*Complete the following*:
**1.** In the PHP code for rotating phone numbers, explain in one to three sentences why $bannerAdTotals is set to $bannerCounter - 1.
**2.** Pick up the forum post on rotating phone numbers with PHP after its last line and keep writing it.

*Reading text*:

■ ■ ■ ■ ■

Error when remotely placing simple php code
In http://mysite.com/adverts.php is this code hosting the numbers :
<?
$bannerCounter= 1;
$bannerCode[$bannerCounter] = " 111-369-3494 ";
$bannerCounter++;
$bannerCode[$bannerCounter] = " 222-423-5720 ";
$bannerCounter++;
$bannerCode[$bannerCounter] = " 333-369-3494 ";
$bannerCounter++;
$bannerCode[$bannerCounter] = " 444-423-5720 ";
$bannerCounter++;
$bannerCode[$bannerCounter] = " 555-369-3494 ";
$bannerCounter++;
$bannerCode[$bannerCounter] = " 666-423-5720 ";
$bannerCounter++;
$bannerAdTotals = $bannerCounter - 1;
if($bannerAdTotals>1)
{
mt_srand((double)microtime() * 1234567);
$bannerPicked = mt_rand(1, $bannerAdTotals);
}
else
{
$bannerPicked = 1;
}
$bannerAd2 = $bannerCode[$bannerPicked];
?>
Then in http://mysite.com/index.php this code is placed to rotate the numbers :
<?
include_once("test1.php");
echo " $bannerAd2 ";
?>
Could use many enhancements, but it works.

■ ■ ■ ■ ■

*Given data*:
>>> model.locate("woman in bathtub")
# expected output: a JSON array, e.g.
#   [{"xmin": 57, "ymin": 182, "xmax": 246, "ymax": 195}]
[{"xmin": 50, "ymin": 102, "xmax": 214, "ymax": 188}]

■ ■ ■ ■ ■

*Responses to the tasks*:
**1.** $bannerCounter starts at 1 and goes up by one after each number is stored, so after the six numbers it equals 7, one past the last entry. Subtracting 1 gives the actual count of six numbers.

**2.**
Now when I put the second code on a different website (So I do not have to make the adverts.php section for each) http://website2.com/index.php link this :
<?
include_once("http://mywebsite.com/test1.php");
echo " $bannerAd2 ";
?>
I get this error :
Warning: include_once() [function.include-once]: URL file-access is disabled in the server configuration in /home/stopfore/www/www/test.php on line 24
I have numerous other applications, and reasons I want to just place the last piece on other websites with out having to make the initial adverts.php page for each site. What simple thing am I missing?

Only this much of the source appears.